──────── THE RECORDS ────────
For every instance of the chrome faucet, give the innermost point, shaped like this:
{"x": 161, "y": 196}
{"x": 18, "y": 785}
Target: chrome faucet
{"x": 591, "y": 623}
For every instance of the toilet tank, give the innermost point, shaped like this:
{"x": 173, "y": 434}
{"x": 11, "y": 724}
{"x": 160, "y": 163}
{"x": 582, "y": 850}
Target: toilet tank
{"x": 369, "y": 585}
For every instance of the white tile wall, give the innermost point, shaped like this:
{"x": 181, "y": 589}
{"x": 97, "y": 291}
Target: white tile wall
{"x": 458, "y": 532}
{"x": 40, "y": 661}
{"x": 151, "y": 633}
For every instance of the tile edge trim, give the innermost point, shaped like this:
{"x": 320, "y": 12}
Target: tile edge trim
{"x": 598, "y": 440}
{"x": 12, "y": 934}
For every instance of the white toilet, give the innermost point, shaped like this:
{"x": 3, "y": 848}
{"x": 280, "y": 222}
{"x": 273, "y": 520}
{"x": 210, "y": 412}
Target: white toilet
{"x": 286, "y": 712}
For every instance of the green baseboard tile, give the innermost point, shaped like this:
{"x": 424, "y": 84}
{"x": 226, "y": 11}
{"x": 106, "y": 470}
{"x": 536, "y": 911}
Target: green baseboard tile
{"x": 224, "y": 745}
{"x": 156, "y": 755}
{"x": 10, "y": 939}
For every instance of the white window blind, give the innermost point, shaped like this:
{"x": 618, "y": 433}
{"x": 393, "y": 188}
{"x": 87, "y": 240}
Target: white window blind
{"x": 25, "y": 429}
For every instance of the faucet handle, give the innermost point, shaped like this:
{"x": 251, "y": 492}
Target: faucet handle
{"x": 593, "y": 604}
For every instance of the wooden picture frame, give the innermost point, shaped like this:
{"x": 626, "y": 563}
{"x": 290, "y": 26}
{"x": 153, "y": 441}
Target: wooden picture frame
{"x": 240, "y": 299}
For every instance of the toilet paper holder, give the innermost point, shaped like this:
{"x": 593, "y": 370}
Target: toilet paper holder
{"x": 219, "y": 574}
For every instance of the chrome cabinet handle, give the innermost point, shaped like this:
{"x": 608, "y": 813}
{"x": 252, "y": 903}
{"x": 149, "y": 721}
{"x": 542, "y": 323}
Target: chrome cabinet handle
────────
Copy out, without alteration, the stretch from the line containing "For every instance of the chrome cabinet" through the final line of the items, including both ends.

*TASK RESPONSE:*
For every instance of the chrome cabinet handle, give the innermost point, shaped like this:
{"x": 608, "y": 813}
{"x": 252, "y": 903}
{"x": 149, "y": 721}
{"x": 542, "y": 323}
Target: chrome cabinet handle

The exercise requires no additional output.